_Problem to work on_
Reproduce the Kubernetes storage excerpt from "Attachment to PVCs" to "one-to-one with Pods.", switching every "Pods" to "containers".

_Document excerpt_
Attachment to PVCs must adhere to the PVC access modes:

ReadWriteOnce – one bound Pod with R/W access
ReadOnlyMany – many bound Pods with R only access
ReadWriteMany – many bound Pods with R/W access

Cloud providers implement access modes based on their underlying resource specifications which are not consistent across providers. For example, AWS only implements ReadWriteOnce meaning PVCs must only be bound one-to-one with Pods.

See the persistent volume provider access modes table here for more info.

StatefulSets

Similar to Deployments, StatefulSets manage Pods that are based on an identical container spec. However, although their specs are the same, the Pods in a StatefulSet are not interchangeable. Each Pod has a persistent identifier that it maintains across any rescheduling enabling stable network ids and storage (PVCs).

StatefulSets also operate according to the Controller pattern. You define your desired state in a StatefulSet object, and the StatefulSet controller makes any necessary updates to the get there from the current state.

apiVersion: v1
kind: Service
metadata:
  name: redis-svc
  labels:
    app: redis
spec:
  ports:
  - port: 2222
    targetPort: 6379
  clusterIP: None
  selector:
    color: purple
apiVersion: apps/v1beta1
kind: StatefulSet
metadata:
  name: redis
spec:
  serviceName: "redis"
  replicas: 2
  selector:
    matchLabels:
      color: purple
  template:
    metadata:
      labels:
        color: purple
    spec:
      containers:
      - name: redis
        image: redis
        ports:
        - containerPort: 6379
        volumeMounts:
        - name: redis-pvc
          mountPath: /data
  volumeClaimTemplates:
  - metadata:
      name: redis-pvc
    spec:
      accessModes: [ "ReadWriteOnce" ]
      resources:
        requests:
          storage: 1Gi

Config Maps and Secrets

A Kubernetes secret allows users to pass sensitive information to containers. A secret can then be referenced when declaring a container definition and read from with containers.

A Kubernetes config map allows users to externalize application configuration parameters from a container image and define application configuration details, such as key/value pairs, directory content, or file content. Config map values can be consumed by applications through:

environment variables
local disks (mount points)

_Given records_
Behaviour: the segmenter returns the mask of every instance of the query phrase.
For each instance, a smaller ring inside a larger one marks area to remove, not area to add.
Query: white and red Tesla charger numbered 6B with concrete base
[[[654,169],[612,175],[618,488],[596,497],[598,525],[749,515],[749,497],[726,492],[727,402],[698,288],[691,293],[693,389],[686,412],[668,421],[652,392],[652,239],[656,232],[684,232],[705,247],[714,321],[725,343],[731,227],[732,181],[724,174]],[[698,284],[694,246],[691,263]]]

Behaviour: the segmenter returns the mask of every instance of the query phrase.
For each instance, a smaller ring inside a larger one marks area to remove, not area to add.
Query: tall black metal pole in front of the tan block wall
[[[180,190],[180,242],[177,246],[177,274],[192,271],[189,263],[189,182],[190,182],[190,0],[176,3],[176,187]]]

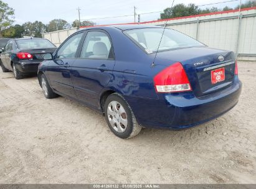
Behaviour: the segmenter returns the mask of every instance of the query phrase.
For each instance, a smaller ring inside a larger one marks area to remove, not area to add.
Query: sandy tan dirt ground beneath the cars
[[[240,101],[186,131],[114,136],[102,115],[0,72],[0,183],[256,183],[256,62]]]

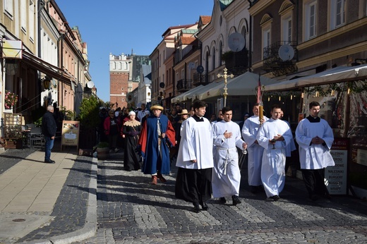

_Answer space_
Attachment to PVCs must adhere to the PVC access modes:

ReadWriteOnce – one bound Pod with R/W access
ReadOnlyMany – many bound containers with R only access
ReadWriteMany – many bound containers with R/W access

Cloud providers implement access modes based on their underlying resource specifications which are not consistent across providers. For example, AWS only implements ReadWriteOnce meaning PVCs must only be bound one-to-one with containers.